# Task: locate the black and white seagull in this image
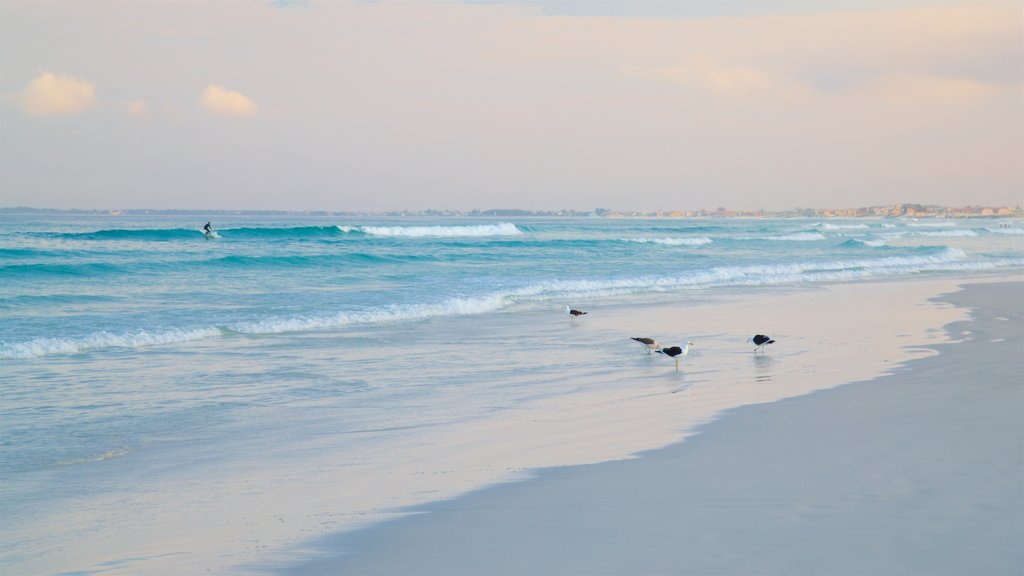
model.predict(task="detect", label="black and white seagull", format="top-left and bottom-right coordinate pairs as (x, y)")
top-left (631, 337), bottom-right (660, 354)
top-left (657, 341), bottom-right (694, 370)
top-left (565, 306), bottom-right (587, 318)
top-left (747, 334), bottom-right (775, 354)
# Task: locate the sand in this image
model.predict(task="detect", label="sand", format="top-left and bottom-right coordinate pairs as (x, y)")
top-left (273, 279), bottom-right (1024, 576)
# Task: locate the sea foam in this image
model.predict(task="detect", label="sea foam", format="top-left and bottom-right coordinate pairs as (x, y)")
top-left (915, 229), bottom-right (978, 237)
top-left (816, 223), bottom-right (870, 230)
top-left (762, 232), bottom-right (827, 241)
top-left (231, 295), bottom-right (509, 335)
top-left (348, 223), bottom-right (521, 237)
top-left (622, 237), bottom-right (712, 246)
top-left (0, 327), bottom-right (223, 359)
top-left (987, 227), bottom-right (1024, 235)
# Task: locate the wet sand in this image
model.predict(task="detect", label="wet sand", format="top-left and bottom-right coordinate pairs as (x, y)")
top-left (277, 280), bottom-right (1023, 575)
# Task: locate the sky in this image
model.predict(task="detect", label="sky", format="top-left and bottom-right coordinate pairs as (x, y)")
top-left (1, 0), bottom-right (1021, 212)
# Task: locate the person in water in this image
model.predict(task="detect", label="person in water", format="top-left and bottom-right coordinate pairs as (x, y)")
top-left (203, 222), bottom-right (212, 234)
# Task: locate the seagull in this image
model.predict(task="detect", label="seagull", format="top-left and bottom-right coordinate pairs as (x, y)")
top-left (631, 337), bottom-right (660, 354)
top-left (657, 341), bottom-right (694, 370)
top-left (747, 334), bottom-right (775, 354)
top-left (565, 306), bottom-right (587, 318)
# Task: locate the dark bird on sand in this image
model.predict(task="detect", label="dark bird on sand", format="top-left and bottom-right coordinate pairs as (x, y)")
top-left (631, 337), bottom-right (659, 354)
top-left (747, 334), bottom-right (775, 354)
top-left (565, 306), bottom-right (587, 318)
top-left (657, 341), bottom-right (694, 370)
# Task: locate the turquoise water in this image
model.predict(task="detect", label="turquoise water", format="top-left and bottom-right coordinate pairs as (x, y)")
top-left (1, 212), bottom-right (1022, 574)
top-left (4, 213), bottom-right (1021, 360)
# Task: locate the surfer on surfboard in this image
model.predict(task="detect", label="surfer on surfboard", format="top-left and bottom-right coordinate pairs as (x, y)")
top-left (202, 222), bottom-right (219, 239)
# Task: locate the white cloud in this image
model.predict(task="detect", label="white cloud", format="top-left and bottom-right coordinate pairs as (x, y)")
top-left (199, 85), bottom-right (257, 116)
top-left (17, 72), bottom-right (96, 116)
top-left (125, 100), bottom-right (149, 117)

##############################

What you are asked to do:
Where the records above contain a line with "# Task: locate the white cloud in this image", repeat that line and each later line through the end, exactly, and nothing more.

Result for this exercise:
# Task: locate the white cloud in this image
model.predict(task="detect", label="white cloud", format="top-left and bottom-right coordinate pairs as (x, y)")
top-left (199, 85), bottom-right (257, 116)
top-left (17, 72), bottom-right (96, 116)
top-left (125, 100), bottom-right (149, 117)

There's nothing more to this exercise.